→ **Given problem**:
Convert every line of the records below into a numbered list, omitting any blank lines. Exclude the pictures from your answer.

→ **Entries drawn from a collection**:
—————

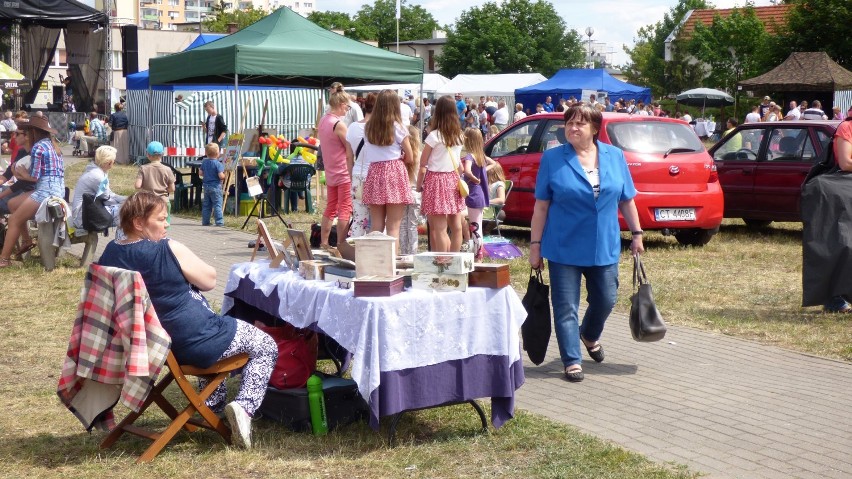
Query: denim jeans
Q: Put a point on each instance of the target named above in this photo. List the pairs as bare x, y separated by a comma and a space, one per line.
212, 202
602, 289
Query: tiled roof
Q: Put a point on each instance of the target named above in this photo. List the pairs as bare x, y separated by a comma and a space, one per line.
774, 17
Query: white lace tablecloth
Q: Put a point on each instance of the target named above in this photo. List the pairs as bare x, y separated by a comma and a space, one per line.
411, 329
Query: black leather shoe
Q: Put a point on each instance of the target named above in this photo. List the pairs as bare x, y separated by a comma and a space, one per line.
574, 376
596, 353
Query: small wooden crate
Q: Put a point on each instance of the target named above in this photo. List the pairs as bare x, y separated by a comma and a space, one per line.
371, 286
439, 281
313, 269
489, 275
440, 263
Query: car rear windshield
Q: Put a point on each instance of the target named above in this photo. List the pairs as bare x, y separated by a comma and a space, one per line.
653, 137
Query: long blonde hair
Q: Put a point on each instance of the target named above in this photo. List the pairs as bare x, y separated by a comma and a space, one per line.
416, 148
473, 144
445, 119
379, 129
495, 173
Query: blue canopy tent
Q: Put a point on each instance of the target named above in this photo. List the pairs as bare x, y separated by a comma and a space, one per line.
577, 83
139, 81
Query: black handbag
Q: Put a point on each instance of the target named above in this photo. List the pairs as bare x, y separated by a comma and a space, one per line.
96, 217
536, 329
646, 324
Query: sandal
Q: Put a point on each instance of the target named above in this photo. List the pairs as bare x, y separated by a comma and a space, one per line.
20, 254
574, 375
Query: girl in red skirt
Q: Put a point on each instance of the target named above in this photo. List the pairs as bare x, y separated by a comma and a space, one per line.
386, 150
439, 177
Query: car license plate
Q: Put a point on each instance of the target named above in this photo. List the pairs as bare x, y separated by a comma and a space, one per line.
674, 214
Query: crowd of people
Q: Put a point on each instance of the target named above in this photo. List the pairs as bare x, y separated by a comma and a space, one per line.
768, 110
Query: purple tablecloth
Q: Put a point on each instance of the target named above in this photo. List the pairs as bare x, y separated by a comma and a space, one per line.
465, 377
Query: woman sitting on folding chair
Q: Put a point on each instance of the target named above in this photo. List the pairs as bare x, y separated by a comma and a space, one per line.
174, 276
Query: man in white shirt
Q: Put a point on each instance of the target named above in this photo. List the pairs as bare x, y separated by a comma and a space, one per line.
794, 113
501, 116
354, 115
405, 110
754, 116
519, 112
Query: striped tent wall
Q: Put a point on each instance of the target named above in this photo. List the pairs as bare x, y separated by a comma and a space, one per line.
178, 123
843, 99
137, 115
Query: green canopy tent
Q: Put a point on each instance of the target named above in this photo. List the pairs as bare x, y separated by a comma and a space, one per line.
286, 49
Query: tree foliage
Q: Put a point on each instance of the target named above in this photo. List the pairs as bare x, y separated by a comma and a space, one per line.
730, 45
378, 22
221, 17
516, 36
817, 25
648, 66
333, 21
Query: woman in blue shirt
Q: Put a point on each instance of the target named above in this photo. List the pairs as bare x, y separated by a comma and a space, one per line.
174, 277
580, 188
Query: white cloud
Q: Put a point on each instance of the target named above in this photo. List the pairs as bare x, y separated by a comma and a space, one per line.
615, 21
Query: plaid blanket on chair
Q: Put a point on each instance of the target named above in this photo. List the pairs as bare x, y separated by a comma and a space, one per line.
117, 347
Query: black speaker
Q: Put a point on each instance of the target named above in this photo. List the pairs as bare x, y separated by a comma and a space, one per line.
129, 50
58, 93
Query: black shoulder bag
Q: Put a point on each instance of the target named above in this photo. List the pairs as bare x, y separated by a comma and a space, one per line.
646, 324
96, 217
536, 329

—————

→ **Task result**:
1. Query: denim jeans
2. Q: Put a point on each instance of the target named above in this photo. List the pairs as bare x, y separated by a comma and a space, one per line.
3. 212, 202
4. 602, 289
5. Query: tiled roof
6. Q: Put a point on each instance of the target named above in this photo. List the pairs as bare x, y separated by a comma and a space, one per line.
7. 774, 17
8. Query: white lace tablecloth
9. Q: Put a point on each instance of the target named above in this photo. List the pairs as bare x, y separated by a comma and a space, one per line.
10. 411, 329
11. Query: black leather shoe
12. Q: Put a point on each instance of the target named above in this photo. List the pairs as bare x, y separated by a comma and a space, one per line.
13. 574, 376
14. 596, 353
15. Query: small wooden crate
16. Q: Put a point on each instance of the target named above in this photo. List the pairs as bare x, y separated by a comma and a space, one per line.
17. 371, 286
18. 439, 281
19. 313, 269
20. 489, 275
21. 440, 263
22. Query: car rear windshield
23. Q: Put a point on each instance of the target named above in this photo. List the pairs as bare x, y separated by a comma and a space, one per line.
24. 653, 137
25. Query: long blonde hair
26. Q: Put a point on each instance of the target named above in this photo. List the pairs as bare x, y separated by a comma and a space, one per line.
27. 416, 148
28. 473, 144
29. 445, 119
30. 379, 129
31. 495, 173
32. Query: blue canopy tent
33. Q: Put a point on each instance of the target named above in this photo. List the pairs as bare x, y separated by a comma and a space, one per line.
34. 577, 83
35. 139, 81
36. Query: black handbag
37. Q: Put a point on each instance of the target named above in this photo. List the pairs as bare x, y separated by a comma and a space, one per line.
38. 96, 217
39. 536, 329
40. 646, 324
41. Query: sandal
42. Q: Put a point on each instance of the target named above in this photo. List the pairs as bare x, y separated by a comma and a space, one per line.
43. 20, 254
44. 574, 375
45. Query: girl in red skirt
46. Q: Put a point on each instance of the target named above in this photo. List the pairs as bare x, y separated by a comma and a space, one per line.
47. 386, 150
48. 439, 177
49. Query: car license plate
50. Q: Put a point on each instance of the target named above in this photo. List the pairs as bare x, y separated by a comma and a space, one per line.
51. 674, 214
52. Query: crowd of people
53. Q: Put a point on each instance of the target named above in this photo. List the pairs as bare x, y separated by a comma and a space, one per line.
54. 768, 110
55. Query: purple tablecloth
56. Q: Put a point on each instance of the target named above in this photo. List the pairs as bare x, y separated by a comma and a space, one per line.
57. 465, 377
58. Query: woman sitting on folding chair
59. Q: Put a point on each instance of the target named above in this photo. List the pairs as bare x, y separated by a comma and a space, one per line.
60. 174, 276
61. Query: man in white shirt
62. Q: Put a point on each instance of the target named above in this photo. List the pairs as bare x, y separated by a comma and a space, one per line.
63. 794, 113
64. 501, 116
65. 354, 115
66. 405, 110
67. 754, 116
68. 519, 112
69. Query: striped tent wall
70. Q: Put a point on each instance of the target named above in this photo. List the pairs as bare x, y separated by a comma and a space, one per line.
71. 178, 123
72. 843, 99
73. 137, 115
74. Query: green canopy tent
75. Q: Put a point on each instance of the target named above in this photo. List the pairs as bare x, y separated by a comma and a space, one per line.
76. 286, 49
77. Query: tree foliage
78. Q: Put a point on each instance of the target named above in this photo. List the pairs as bare x, y separated by a comma and a space, one per line.
79. 730, 45
80. 378, 22
81. 221, 17
82. 516, 36
83. 817, 25
84. 648, 66
85. 333, 21
86. Query: woman in blue shirt
87. Q: Put a point on each instance of the target named above in this photo. List the pairs as bare x, y separated by a comma and a space, one per line.
88. 174, 277
89. 580, 188
90. Query: white cloud
91. Q: Put a point on each instance of the target named above in this photo. List the pairs as bare x, y separated by a comma and a space, one per line.
92. 615, 21
93. Query: plaid blanket on chair
94. Q: Put a point on each instance of the target named above in this photo. List the pairs as bare x, y separated by a comma and a space, one per line.
95. 117, 347
96. Query: black speaker
97. Q: Put a point on each instance of the target named above in this photo. List the pairs as bare x, y separated by a comma and a space, one per line.
98. 129, 50
99. 58, 93
100. Query: black shoulder bag
101. Q: Put a point on each instance of the target named above in this photo. List the pairs as bare x, y separated by a comma and a space, one per line.
102. 646, 324
103. 96, 217
104. 536, 329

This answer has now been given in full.